◆ Texte à lire ◆
Ukraine : de la guerre asymétrique à la communication asymétrique

L’Histoire est écrite par les vainqueurs“, dit-on. Mais le rôle de la communication dans les conflits ne se limite pas à la place de ceux-ci dans la postérité.

Mes incursions dans la politique internationale procèdent de ma passion pour ces sujets qui, pour reprendre une formule célèbre, ne me sont pas totalement étrangers, ayant conseillé il y a quelques décennies un futur Président de la République française pendant plusieurs années à leur propos. Loin de constituer un argument d’autorité, cette expérience motive simplement les digressions sur la géopolitique que je me permets dans ce blog, bien qu’il ne lui soit pas consacré.Christophe Lachnitt

De fait, la communication asymétrique autour de l’invasion russe de l’Ukraine a trois dimensions : chronologique, géographique et médiatique.

◆ Enregistrements de données ◆
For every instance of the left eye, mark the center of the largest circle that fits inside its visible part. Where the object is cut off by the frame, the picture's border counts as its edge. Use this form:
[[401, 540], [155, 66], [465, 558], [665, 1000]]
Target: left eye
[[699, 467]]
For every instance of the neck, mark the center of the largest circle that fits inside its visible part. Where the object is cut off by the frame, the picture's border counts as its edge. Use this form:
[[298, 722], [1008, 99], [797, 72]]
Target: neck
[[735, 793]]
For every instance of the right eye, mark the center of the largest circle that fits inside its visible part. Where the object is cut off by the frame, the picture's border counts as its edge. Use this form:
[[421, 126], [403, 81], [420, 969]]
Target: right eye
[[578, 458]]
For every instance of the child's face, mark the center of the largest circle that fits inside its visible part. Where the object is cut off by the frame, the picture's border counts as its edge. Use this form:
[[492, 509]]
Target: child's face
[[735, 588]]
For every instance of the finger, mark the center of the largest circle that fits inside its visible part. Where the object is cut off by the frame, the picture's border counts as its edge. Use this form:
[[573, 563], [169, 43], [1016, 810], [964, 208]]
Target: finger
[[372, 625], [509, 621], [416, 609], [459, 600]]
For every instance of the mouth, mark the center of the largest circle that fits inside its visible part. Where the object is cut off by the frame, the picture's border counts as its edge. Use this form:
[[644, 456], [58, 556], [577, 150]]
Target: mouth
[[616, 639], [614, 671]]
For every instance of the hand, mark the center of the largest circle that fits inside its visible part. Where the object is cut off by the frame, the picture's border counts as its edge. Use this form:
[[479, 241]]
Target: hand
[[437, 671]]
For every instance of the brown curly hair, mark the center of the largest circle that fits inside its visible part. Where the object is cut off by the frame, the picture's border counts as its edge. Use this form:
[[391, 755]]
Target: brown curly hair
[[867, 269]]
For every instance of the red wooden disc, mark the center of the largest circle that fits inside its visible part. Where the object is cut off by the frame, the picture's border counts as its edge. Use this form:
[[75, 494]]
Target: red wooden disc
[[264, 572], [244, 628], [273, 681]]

◆ Consignes ◆
**A.** Recopiez les enregistrements depuis la ligne contenant « For every instance of the red » jusqu'à la fin des enregistrements, en renommant « wooden » en « painted » sans rien changer d'autre.
**B.** Poursuivez, s'il vous plaît, le texte sur la communication autour de l'invasion russe de l'Ukraine à la suite de sa dernière phrase.

◆ Réponses par tâche ◆
**A.**
For every instance of the red painted disc, mark the center of the largest circle that fits inside its visible part. Where the object is cut off by the frame, the picture's border counts as its edge. Use this form:
[[75, 494]]
Target: red painted disc
[[264, 572], [244, 628], [273, 681]]

**B.**
Asymétrie chronologique

L’invasion russe fut mieux préparée par Vladimir Poutine que par Volodymyr Zelensky, ce qui est logique étant donné que celui-là avait l’avantage de l’initiative sur celui-ci. Il put ainsi utiliser ses nombreux relais de propagande dans le monde occidental, comme on put l’observer en France, y compris avec plusieurs candidats à l’élection présidentielle, pour propager ses contrevérités au sujet d’une prétendue humiliation de la Russie après la chute du mur de Berlin et d’une supposée menace de l’OTAN à son endroit aujourd’hui, alors que les réalités diplomatiques, militaires et économiques les démentent.

Volodymyr Zelensky, pour sa part, était largement méprisé par les élites occidentales qui le voyaient comme un ancien clown à la tête d’un pays dont elles ne considéraient ni l’histoire ni le rôle stratégique. Cette perception était particulièrement prégnante outre-Atlantique, où il fut un hochet politicien entre les mains de Donald Trump. A l’été 2019, le Président républicain le soumit à un odieux chantage : il verserait une aide financière de 391 millions de dollars à son pays si et seulement si celui-ci annonçait publiquement le lancement d’une enquête anti-corruption sur le Parti démocrate américain et Hunter Biden, le fils de Joe Biden, alors considéré comme l’adversaire probable de Donald Trump lors de l’élection présidentielle à venir. L’aide retenue par l’administration Trump fut finalement délivrée à l’Ukraine grâce à une intervention bipartisane du Congrès auprès de la Maison-Blanche1.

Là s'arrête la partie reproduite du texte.